» Prompt
Line by line, return the material below exactly as it reads.

» Entries provided
== Segment start ==

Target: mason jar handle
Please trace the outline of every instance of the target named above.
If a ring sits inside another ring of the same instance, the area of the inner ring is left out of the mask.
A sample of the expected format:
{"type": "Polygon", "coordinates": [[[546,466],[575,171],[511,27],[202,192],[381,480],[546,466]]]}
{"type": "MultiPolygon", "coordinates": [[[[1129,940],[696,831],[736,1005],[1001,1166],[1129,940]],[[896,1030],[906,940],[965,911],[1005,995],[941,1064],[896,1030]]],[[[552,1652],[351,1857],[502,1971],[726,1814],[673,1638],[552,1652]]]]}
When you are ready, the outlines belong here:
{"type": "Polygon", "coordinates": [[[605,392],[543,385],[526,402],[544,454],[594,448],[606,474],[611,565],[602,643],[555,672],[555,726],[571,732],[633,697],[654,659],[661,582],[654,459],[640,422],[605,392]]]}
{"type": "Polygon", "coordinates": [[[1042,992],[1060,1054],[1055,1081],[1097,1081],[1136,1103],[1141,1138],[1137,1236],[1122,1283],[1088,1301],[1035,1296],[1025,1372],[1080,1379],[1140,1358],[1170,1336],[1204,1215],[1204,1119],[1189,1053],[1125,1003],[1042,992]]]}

== Segment end ==

» Your solution
Target: mason jar handle
Please trace the outline of every instance of the target named above.
If a ring sits inside another ring of the same instance, the area of the inner ring is left out of the mask.
A sample of the expected format:
{"type": "Polygon", "coordinates": [[[546,466],[575,171],[511,27],[202,192],[381,480],[546,466]]]}
{"type": "MultiPolygon", "coordinates": [[[[1129,940],[696,831],[736,1005],[1001,1166],[1129,940]],[[896,1030],[906,940],[965,911],[1005,995],[941,1064],[896,1030]]],[[[552,1652],[351,1857],[502,1971],[726,1814],[673,1638],[552,1652]]]]}
When you are ready, the outlines belong here:
{"type": "Polygon", "coordinates": [[[605,392],[543,385],[526,402],[544,454],[594,448],[606,474],[611,565],[602,643],[555,672],[555,726],[571,732],[633,697],[654,659],[661,582],[654,459],[640,422],[605,392]]]}
{"type": "Polygon", "coordinates": [[[1042,992],[1060,1054],[1055,1081],[1097,1081],[1136,1103],[1141,1138],[1137,1236],[1122,1283],[1088,1301],[1035,1296],[1025,1372],[1080,1379],[1140,1358],[1170,1336],[1204,1215],[1204,1119],[1189,1053],[1125,1003],[1042,992]]]}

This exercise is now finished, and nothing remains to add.